* _待办事项_
**a)** 请从 nvidia-docker 安装说明中原样抄出从“1. docker 安装”到“more information here.”的部分。
**b)** 将 nvidia-docker 安装说明中以“Ubuntu will install docker.io by default”开头的那一段改写得更简短，并保留其主要内容。
**c)** 接着 nvidia-docker 安装说明的最后一行往下续写。

* _原文_
+++++

准备 nvidia-docker

  1. docker 安装
    apt install docker
  2. 安装NVIDIA-docker
    > Ubuntu 14.04/16.04/18.04, Debian Jessie/Stretch
    > Ubuntu will install docker.io by default which isn't the latest version of Docker Engine. This implies that you will need to pin the version of nvidia-docker. See more information here.
# If you have nvidia-docker 1.0 installed: we need to remove it and all existing GPU containers
​
docker volume ls -q -f driver=nvidia-docker | xargs -r -I{} -n1 docker ps -q -a -f volume={} | xargs -r docker rm -f
sudo apt-get purge -y nvidia-docker
​
# Add the package repositories
​
curl -s -L https://nvidia.github.io/nvidia-docker/gpgkey | \
  sudo apt-key add -
distribution=$(. /etc/os-release;echo $ID$VERSION_ID)

+++++

* _所给信息_
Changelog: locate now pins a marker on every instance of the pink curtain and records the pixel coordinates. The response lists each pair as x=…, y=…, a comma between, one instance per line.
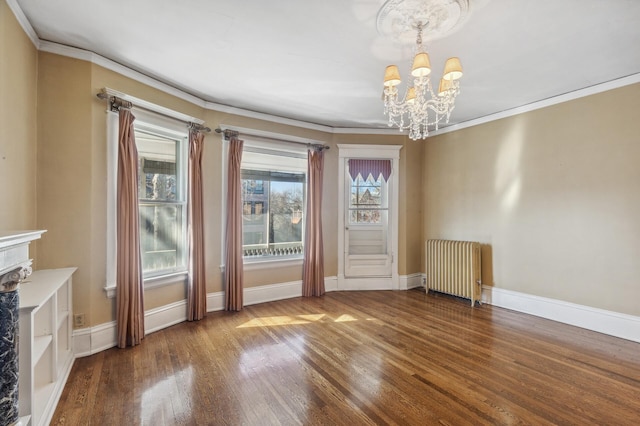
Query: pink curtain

+++++

* _参考答案_
**a)**
1. docker 安装
    apt install docker
  2. 安装NVIDIA-docker
    > Ubuntu 14.04/16.04/18.04, Debian Jessie/Stretch
    > Ubuntu will install docker.io by default which isn't the latest version of Docker Engine. This implies that you will need to pin the version of nvidia-docker. See more information here.

**b)** Ubuntu 默认安装的是 docker.io，不是最新版的 Docker Engine，因此需要固定 nvidia-docker 的版本。

**c)**
curl -s -L https://nvidia.github.io/nvidia-docker/$distribution/nvidia-docker.list | \
  sudo tee /etc/apt/sources.list.d/nvidia-docker.list
sudo apt-get update
​
# Install nvidia-docker2 and reload the Docker daemon configuration
​
sudo apt-get install -y nvidia-docker2
sudo pkill -SIGHUP dockerd
​
# Test nvidia-smi with the latest official CUDA image
​
docker run --runtime=nvidia --rm nvidia/cuda:9.0-base nvidia-smi

准备基础系统

在这里我们使用NVIDIA官方给出的Ubuntu镜像,NVIDIA官方给出的docker镜像一般安装有对应版本的cudacudnn,这样节省了我们自己安装cudacudnn的时间。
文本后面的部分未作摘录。